__本文抜粋__:
————

HIVに感染している人たちが当事者として自らの「いま」を語る「ポジティブトークセッション」が学会初日の122日午後2時から、第5会場で開かれました。

 昨年の第31回学術集会・総会で初めて開かれ、その時の生島嗣会長から第32回の白阪琢磨会長にも、とくに続けてほしいという要請があったセッションです。

 その要請にこたえ、今回は日本HIV陽性者ネットワーク・ジャンププラスの高久陽介会長に加え、今回は尾辻かな子衆院議員が座長となり、3人の男性が登壇しました。

 最初の方は薬物使用者として逮捕され、刑務所での生活も体験されていますが、その刑務所生活の中で「すごく人間扱いされ、社会では人間扱いされなかったのにどうしてだろう」と感じたそうです。HIV陽性であること、薬物を使用していることに対し、いわゆる日本の社会が、刑務所と比べても人を「人間として扱おうとしない」要素を抱え込んでいるとすれば、そのことはHIV/エイズ対策が担うべき課題のひとつでもあります。

 この方はまた、出所時の経験として、「おかえり」と声をかけられたことが、生きる支えとなったことも、涙で声を詰まらせながら語っていました。

個人の感想で恐縮ですが、ああ、ここにも榎本さんに助けられた方がいるといまさらながらにあの人懐こい笑顔を思い出しました。

2番目の方は、新宿2丁目のバーで親しくなった男性から(たぶん催眠作用のある薬物を入れた)飲み物を飲まされ、意識を失っている間に性行為を強要されたことがHIV感染のきっかけだったと語っています。性暴力を受けた経験が心理的に服薬の継続を困難にし、支援のサービスを受けることもためらわせてきたということです。

————

__課題内容__:
本文抜粋をもとに、次の三つの質問に答えてください。
1. 今回のセッションで座長となった衆院議員は誰ですか。
2. 最初に登壇した人が、出所時にかけられて生きる支えとなったと語った言葉は何ですか。
3. 2番目に登壇した人は、どこのバーで親しくなった男性から飲み物を飲まされたと語っていますか。

__検討データ__:
————

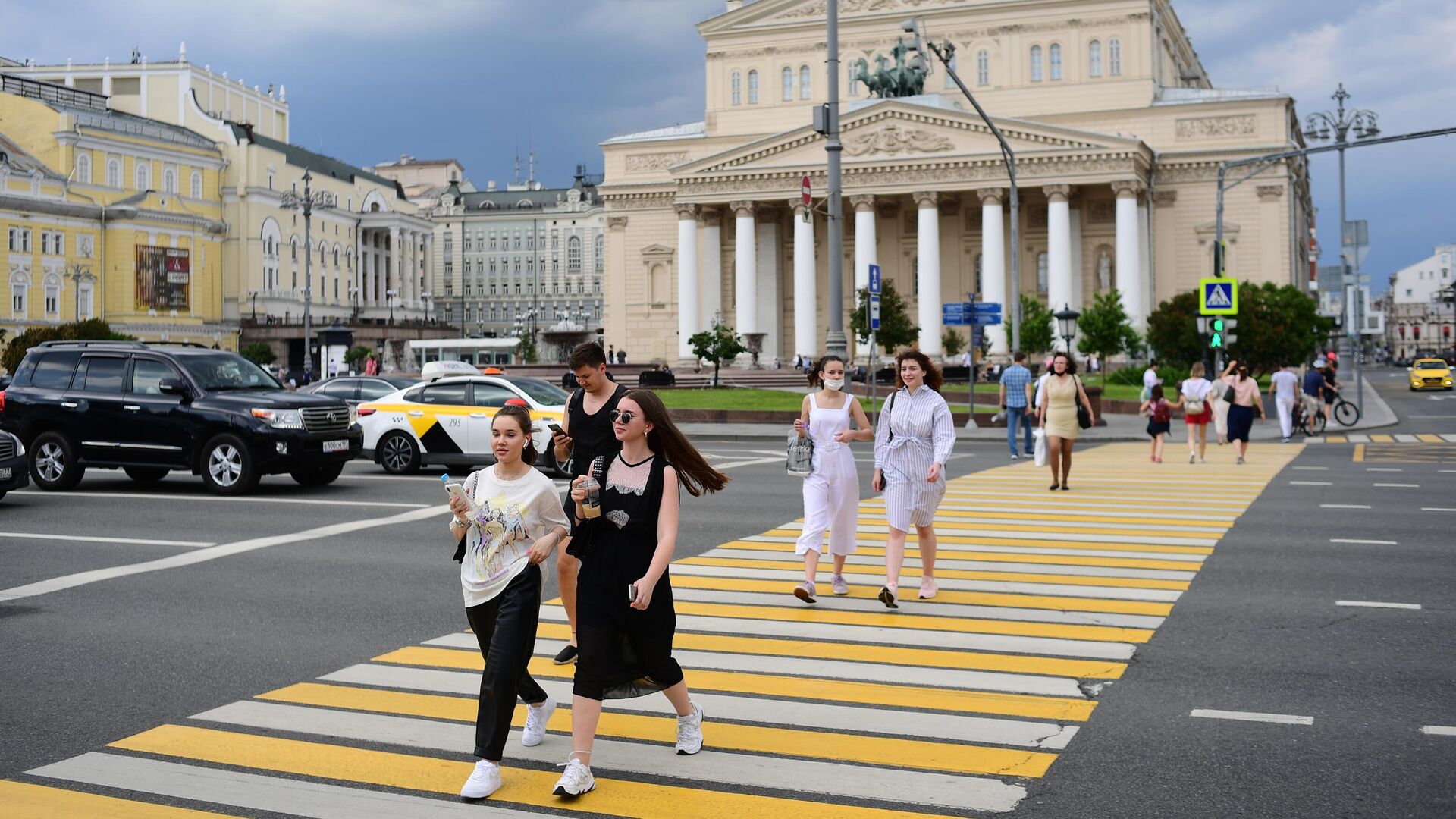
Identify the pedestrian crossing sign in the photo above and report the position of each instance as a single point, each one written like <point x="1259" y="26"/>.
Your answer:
<point x="1218" y="297"/>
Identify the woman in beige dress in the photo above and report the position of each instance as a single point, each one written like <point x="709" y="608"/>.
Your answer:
<point x="1057" y="416"/>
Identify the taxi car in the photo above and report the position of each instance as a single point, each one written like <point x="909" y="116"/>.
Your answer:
<point x="446" y="420"/>
<point x="1430" y="373"/>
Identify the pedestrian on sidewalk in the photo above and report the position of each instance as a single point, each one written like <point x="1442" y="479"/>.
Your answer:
<point x="1197" y="395"/>
<point x="1283" y="391"/>
<point x="625" y="615"/>
<point x="912" y="444"/>
<point x="1241" y="410"/>
<point x="516" y="523"/>
<point x="1057" y="414"/>
<point x="832" y="488"/>
<point x="585" y="431"/>
<point x="1159" y="417"/>
<point x="1015" y="401"/>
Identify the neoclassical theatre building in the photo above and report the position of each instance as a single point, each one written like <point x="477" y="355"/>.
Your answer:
<point x="1117" y="129"/>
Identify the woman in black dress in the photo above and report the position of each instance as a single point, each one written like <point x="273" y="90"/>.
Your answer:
<point x="625" y="618"/>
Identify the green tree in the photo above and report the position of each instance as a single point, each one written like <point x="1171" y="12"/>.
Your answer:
<point x="1172" y="331"/>
<point x="717" y="346"/>
<point x="1106" y="328"/>
<point x="896" y="327"/>
<point x="258" y="353"/>
<point x="1036" y="325"/>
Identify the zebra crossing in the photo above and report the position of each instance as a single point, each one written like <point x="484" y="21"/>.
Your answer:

————

__回答欄__:
1. 尾辻かな子衆院議員です。
2. 「おかえり」という言葉です。
3. 新宿2丁目のバーです。